Extract provided
——

Wrong Bus

December 2nd, 2005

Looks like I’ve found the limits to showing people the Chinese characters and having ’em show me the right bus.

Today, I was off to Kwan Lin Shan (or Guang … or … etc. spelling is sure flexible). No sweat. Seemed like a piece of cake. Bus hit the freeway south of where I was going, so it looked like it would come up to the mountain from the south. It did. … Except it pulled in to a parking lot about 5 miles south of the hill. I showed the driver the characters and tried my words. He’s all agreeablable and points around a building to the southeast. Ok, maybe there is another bus to take.

But the building is a bathroom. Around it further there is a big, Buddist shrine. And a nice little creek with walkways and such.

OK. If you don’t go where you expect, enjoy where you are. So I watch a couple guys playing a chess-checkers-like game. Then see the shrine. Then a women selling thingees in the parking lot points me to the bus to Taipai.

At the stop, waiting, there is a 6 year old girl, her mother, and her grandmother. The mother speaks a couple words of English. We establish that the fare is 51 NT. I have 47. They make up the difference and say it’s from the Buddha. And give me a flower, a tootsie roll pop-ish candy, and a bottle of good-health-water from the shrine. Cool. The mother’s English gets better fast. Her folks live in NY, apparently. On the bus back, the little girl worked on her English numbers and helped me with Chinese numbers.

——

Excerpted records
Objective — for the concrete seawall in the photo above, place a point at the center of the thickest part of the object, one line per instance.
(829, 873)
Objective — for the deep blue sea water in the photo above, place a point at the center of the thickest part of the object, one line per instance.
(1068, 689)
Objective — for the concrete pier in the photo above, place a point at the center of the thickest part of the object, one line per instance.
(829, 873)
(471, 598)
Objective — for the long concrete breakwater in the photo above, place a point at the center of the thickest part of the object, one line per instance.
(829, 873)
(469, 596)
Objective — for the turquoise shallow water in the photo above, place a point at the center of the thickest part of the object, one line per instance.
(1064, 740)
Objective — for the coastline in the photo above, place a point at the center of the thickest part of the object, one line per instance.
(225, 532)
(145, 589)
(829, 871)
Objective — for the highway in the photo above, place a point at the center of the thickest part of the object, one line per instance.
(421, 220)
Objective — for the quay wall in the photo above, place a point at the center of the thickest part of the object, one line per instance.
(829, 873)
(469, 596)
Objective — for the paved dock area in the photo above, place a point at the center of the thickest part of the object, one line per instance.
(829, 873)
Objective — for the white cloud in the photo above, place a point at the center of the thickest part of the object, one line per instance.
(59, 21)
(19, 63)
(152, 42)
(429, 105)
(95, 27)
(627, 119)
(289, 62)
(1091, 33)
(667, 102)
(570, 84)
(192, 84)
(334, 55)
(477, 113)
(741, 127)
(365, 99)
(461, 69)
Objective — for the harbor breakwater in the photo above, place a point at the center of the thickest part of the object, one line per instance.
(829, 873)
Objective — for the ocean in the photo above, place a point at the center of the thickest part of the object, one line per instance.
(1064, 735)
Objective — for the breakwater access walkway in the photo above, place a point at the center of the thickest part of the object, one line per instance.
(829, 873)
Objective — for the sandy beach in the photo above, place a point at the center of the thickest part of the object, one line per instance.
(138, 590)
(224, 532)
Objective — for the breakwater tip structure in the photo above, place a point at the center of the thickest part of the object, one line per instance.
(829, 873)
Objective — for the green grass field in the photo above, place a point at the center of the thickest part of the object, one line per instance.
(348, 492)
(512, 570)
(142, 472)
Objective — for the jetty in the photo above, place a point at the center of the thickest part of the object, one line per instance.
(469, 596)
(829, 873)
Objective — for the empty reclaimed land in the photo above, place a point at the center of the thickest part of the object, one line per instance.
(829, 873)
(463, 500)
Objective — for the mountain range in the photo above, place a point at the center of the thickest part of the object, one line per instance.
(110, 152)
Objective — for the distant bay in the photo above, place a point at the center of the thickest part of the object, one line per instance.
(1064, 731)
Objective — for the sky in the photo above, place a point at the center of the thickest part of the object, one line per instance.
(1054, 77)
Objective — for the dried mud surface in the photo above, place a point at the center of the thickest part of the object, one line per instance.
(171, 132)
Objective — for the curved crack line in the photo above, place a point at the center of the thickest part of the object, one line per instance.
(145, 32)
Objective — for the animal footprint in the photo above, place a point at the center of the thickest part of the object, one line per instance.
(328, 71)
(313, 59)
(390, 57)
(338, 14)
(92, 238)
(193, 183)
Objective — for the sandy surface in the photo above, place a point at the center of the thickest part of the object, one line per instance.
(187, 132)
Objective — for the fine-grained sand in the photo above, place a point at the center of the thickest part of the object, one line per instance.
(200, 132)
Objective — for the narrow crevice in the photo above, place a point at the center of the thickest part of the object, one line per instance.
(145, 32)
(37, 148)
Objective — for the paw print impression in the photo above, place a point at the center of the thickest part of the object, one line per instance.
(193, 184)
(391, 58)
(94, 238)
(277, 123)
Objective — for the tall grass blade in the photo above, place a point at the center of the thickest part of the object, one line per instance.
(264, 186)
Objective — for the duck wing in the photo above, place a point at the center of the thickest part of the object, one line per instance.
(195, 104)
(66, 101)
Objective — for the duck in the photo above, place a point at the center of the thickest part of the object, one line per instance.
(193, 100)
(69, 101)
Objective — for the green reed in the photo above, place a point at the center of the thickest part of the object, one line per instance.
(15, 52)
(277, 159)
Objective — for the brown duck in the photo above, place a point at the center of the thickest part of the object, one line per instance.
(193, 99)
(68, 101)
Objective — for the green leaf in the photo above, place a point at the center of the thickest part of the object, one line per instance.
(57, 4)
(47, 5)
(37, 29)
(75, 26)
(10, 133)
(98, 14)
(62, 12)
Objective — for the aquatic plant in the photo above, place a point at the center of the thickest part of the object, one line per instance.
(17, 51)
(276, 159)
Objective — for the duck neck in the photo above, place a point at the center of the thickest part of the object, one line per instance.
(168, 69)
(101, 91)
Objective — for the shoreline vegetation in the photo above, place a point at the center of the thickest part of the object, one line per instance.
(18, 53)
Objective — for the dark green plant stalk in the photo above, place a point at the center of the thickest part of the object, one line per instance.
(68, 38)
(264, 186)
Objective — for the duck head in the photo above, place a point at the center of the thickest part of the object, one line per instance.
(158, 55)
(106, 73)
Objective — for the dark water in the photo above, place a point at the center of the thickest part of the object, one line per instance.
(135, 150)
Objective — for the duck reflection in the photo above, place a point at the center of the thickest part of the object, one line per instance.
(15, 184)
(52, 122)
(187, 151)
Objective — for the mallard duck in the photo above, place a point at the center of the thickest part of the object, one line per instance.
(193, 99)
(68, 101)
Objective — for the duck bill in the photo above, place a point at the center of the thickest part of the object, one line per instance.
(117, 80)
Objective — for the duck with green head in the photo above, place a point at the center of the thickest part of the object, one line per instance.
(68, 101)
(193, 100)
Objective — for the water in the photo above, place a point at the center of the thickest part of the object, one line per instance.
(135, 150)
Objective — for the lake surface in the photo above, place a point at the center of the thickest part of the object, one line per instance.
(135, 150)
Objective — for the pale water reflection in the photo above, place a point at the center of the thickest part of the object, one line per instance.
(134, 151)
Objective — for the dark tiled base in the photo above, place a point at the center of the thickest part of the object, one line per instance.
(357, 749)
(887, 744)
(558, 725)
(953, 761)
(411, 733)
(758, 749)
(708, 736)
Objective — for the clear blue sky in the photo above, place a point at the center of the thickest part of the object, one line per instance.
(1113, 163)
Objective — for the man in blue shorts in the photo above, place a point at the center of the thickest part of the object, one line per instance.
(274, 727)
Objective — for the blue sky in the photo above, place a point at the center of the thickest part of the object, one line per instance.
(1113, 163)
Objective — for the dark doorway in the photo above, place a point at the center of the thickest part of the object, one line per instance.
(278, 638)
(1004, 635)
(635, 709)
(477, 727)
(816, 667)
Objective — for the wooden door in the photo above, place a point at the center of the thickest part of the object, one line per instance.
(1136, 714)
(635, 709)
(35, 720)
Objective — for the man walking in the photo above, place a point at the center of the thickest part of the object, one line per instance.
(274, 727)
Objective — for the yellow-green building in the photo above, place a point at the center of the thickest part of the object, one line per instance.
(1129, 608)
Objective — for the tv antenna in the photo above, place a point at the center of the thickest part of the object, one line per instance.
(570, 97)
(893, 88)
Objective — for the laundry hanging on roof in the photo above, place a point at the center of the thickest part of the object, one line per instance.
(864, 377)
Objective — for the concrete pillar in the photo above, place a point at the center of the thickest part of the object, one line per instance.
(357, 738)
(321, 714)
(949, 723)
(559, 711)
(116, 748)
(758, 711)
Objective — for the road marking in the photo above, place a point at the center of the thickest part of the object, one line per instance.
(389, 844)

——

Job
Reproduce the passage of the wrong-bus travel post starting at "Looks like I’ve" and ending at "walkways and such.".

Solution for this task
Looks like I’ve found the limits to showing people the Chinese characters and having ’em show me the right bus.

Today, I was off to Kwan Lin Shan (or Guang … or … etc. spelling is sure flexible). No sweat. Seemed like a piece of cake. Bus hit the freeway south of where I was going, so it looked like it would come up to the mountain from the south. It did. … Except it pulled in to a parking lot about 5 miles south of the hill. I showed the driver the characters and tried my words. He’s all agreeablable and points around a building to the southeast. Ok, maybe there is another bus to take.

But the building is a bathroom. Around it further there is a big, Buddist shrine. And a nice little creek with walkways and such.